**WHAT YOU ARE ASKED TO DO:**
Among the lines of data below, reproduce only those from the one with "Category: scarf" through the one with "Category: sky", exactly as they stand, both ends included.

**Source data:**
+++

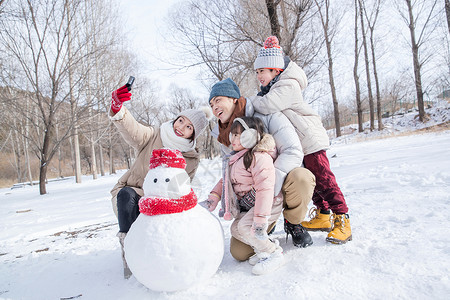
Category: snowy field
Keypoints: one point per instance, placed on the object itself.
(63, 244)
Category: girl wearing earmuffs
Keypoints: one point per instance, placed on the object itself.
(249, 188)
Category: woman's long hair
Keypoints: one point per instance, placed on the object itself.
(252, 122)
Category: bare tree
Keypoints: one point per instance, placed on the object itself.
(418, 36)
(329, 33)
(181, 99)
(355, 73)
(447, 13)
(366, 60)
(371, 21)
(273, 17)
(38, 40)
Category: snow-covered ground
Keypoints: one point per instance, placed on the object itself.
(63, 244)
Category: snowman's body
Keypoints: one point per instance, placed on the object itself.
(172, 251)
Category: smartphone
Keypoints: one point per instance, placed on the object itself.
(130, 82)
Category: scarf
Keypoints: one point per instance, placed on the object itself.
(224, 128)
(171, 140)
(152, 206)
(266, 89)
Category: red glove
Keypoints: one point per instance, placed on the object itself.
(119, 96)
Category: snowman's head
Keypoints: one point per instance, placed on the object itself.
(167, 177)
(166, 182)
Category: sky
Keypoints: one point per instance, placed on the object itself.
(144, 22)
(63, 245)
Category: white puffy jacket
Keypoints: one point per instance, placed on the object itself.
(289, 149)
(286, 96)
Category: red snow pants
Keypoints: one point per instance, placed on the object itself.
(327, 194)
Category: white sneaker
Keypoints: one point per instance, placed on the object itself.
(268, 262)
(253, 260)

+++

**EXERCISE ANSWER:**
Category: scarf
Keypoints: one point per instance, placed on the object itself.
(224, 128)
(171, 140)
(152, 206)
(266, 89)
Category: red glove
Keypoints: one point per instance, placed on the object itself.
(119, 96)
Category: snowman's head
Keypoints: one point per instance, placed on the object itself.
(167, 177)
(166, 182)
Category: sky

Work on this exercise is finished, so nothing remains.